| 任务 A |
根据下面的选段回答:
(i) 测试环境中 node1 的 IP 地址是多少?
(ii) 测试环境用的网络插件是什么?
(iii) 创建 blacklist 时要编辑哪个文件?

··· 选段 ···

Centos7使用kubeadm安装部署kubernetes1.14.2(最新,19.5.28)
2080Ti*4
k8s一般两种安装方式,一种是kubeadm,另外一种是二进制安装(相对繁琐)
测试环境:
-
Centos7.6 master 192.168.0.108
-
Centos7.6 node1 192.168.0.107
-
Centos7.6 node2 192.168.0.109
网络插件 calico
具体步骤:
1.安装centos7.6系统(所有主机)
2.安装nvidia显卡驱动(所有主机)
(如果之前安装过)
yum list installed(查看安装的所有的包)
找到NVIDIA为首或者相关的包:yum remove -f
卸载完成
(如果没有安装过,上面的步骤省略, 进root后操作)
(1)添加ElRepo源
rpm –import https://www.elrepo.org/RPM-GPG-KEY-elrepo.org
rpm -Uvh http://www.elrepo.org/elrepo-release-7.0-2.el7.elrepo.noarch.rpm
(2)安装显卡驱动检查
yum install -y nvidia-detect
(3)运行 nvidia-detect -v 显示结果为我们要安装的版本号
(4)这里下载该版本的.run文件
https://www.nvidia.com/Download/index.aspx?lang=en-us
(5)进入安装前的准备工作
yum -y update //注意这是升级系统,请酌情使用
yum -y groupinstall “Development Tools” 安装一些必要的开发工具
yum -y install kernel-devel
yum -y install epel-release
yum -y install dkms
(6)编写grub文件
vi /etc/default/grub
在“GRUB_CMDLINE_LINUX”中添加
rd.driver.blacklist=nouveau nouveau.modeset=0
随后生成配置
grub2-mkconfig -o /boot/grub2/grub.cfg
(7)创建blacklist
vi /etc/modprobe.d/blacklist.conf
添加:blacklist nouveau
(8)更新配置
mv /boot/initramfs-
(
u
n
a
m
e
−
r
)

··· 列表 ···

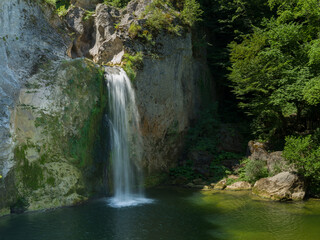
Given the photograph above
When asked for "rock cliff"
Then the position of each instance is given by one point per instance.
(53, 140)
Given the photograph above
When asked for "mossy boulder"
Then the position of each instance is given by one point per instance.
(58, 131)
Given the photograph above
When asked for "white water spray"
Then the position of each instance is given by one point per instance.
(125, 140)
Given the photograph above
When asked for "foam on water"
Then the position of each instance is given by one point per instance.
(125, 139)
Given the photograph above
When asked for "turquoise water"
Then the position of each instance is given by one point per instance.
(175, 214)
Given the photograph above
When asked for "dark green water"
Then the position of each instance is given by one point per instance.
(175, 214)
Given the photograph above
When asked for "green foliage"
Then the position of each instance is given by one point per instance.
(60, 5)
(81, 147)
(132, 63)
(32, 173)
(88, 15)
(304, 153)
(134, 30)
(20, 205)
(62, 11)
(160, 16)
(204, 135)
(191, 12)
(272, 71)
(185, 171)
(252, 170)
(117, 3)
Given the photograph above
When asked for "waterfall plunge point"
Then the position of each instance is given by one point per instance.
(125, 140)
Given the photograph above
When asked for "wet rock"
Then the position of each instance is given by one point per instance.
(108, 46)
(274, 160)
(282, 187)
(180, 181)
(221, 184)
(88, 4)
(241, 185)
(190, 185)
(201, 162)
(206, 188)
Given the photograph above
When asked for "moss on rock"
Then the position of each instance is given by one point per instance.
(58, 124)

···

| 任务 B |
把上面列表的每一行放入一个 Markdown 表格,两列分别为"行号"和"内容",空行不要放进去。图片也不要放进表格。

| 预期输出 A |
(i) 192.168.0.107
(ii) calico
(iii) /etc/modprobe.d/blacklist.conf

| 预期输出 B |
| 行号 | 内容 |
|---|---|
| 1 | Given the photograph above |
| 2 | When asked for "rock cliff" |
| 3 | Then the position of each instance is given by one point per instance. |
| 4 | (53, 140) |
| 5 | Given the photograph above |
| 6 | When asked for "mossy boulder" |
| 7 | Then the position of each instance is given by one point per instance. |
| 8 | (58, 131) |
| 9 | Given the photograph above |
| 10 | When asked for "white water spray" |
| 11 | Then the position of each instance is given by one point per instance. |
| 12 | (125, 140) |
| 13 | Given the photograph above |
| 14 | When asked for "foam on water" |
| 15 | Then the position of each instance is given by one point per instance. |
| 16 | (125, 139) |
| 17 | Given the photograph above |
| 18 | When asked for "turquoise water" |
| 19 | Then the position of each instance is given by one point per instance. |
| 20 | (175, 214) |
| 21 | Given the photograph above |
| 22 | When asked for "dark green water" |
| 23 | Then the position of each instance is given by one point per instance. |
| 24 | (175, 214) |
| 25 | Given the photograph above |
| 26 | When asked for "green foliage" |
| 27 | Then the position of each instance is given by one point per instance. |
| 28 | (60, 5) |
| 29 | (81, 147) |
| 30 | (132, 63) |
| 31 | (32, 173) |
| 32 | (88, 15) |
| 33 | (304, 153) |
| 34 | (134, 30) |
| 35 | (20, 205) |
| 36 | (62, 11) |
| 37 | (160, 16) |
| 38 | (204, 135) |
| 39 | (191, 12) |
| 40 | (272, 71) |
| 41 | (185, 171) |
| 42 | (252, 170) |
| 43 | (117, 3) |
| 44 | Given the photograph above |
| 45 | When asked for "waterfall plunge point" |
| 46 | Then the position of each instance is given by one point per instance. |
| 47 | (125, 140) |
| 48 | Given the photograph above |
| 49 | When asked for "wet rock" |
| 50 | Then the position of each instance is given by one point per instance. |
| 51 | (108, 46) |
| 52 | (274, 160) |
| 53 | (282, 187) |
| 54 | (180, 181) |
| 55 | (221, 184) |
| 56 | (88, 4) |
| 57 | (241, 185) |
| 58 | (190, 185) |
| 59 | (201, 162) |
| 60 | (206, 188) |
| 61 | Given the photograph above |
| 62 | When asked for "moss on rock" |
| 63 | Then the position of each instance is given by one point per instance. |
| 64 | (58, 124) |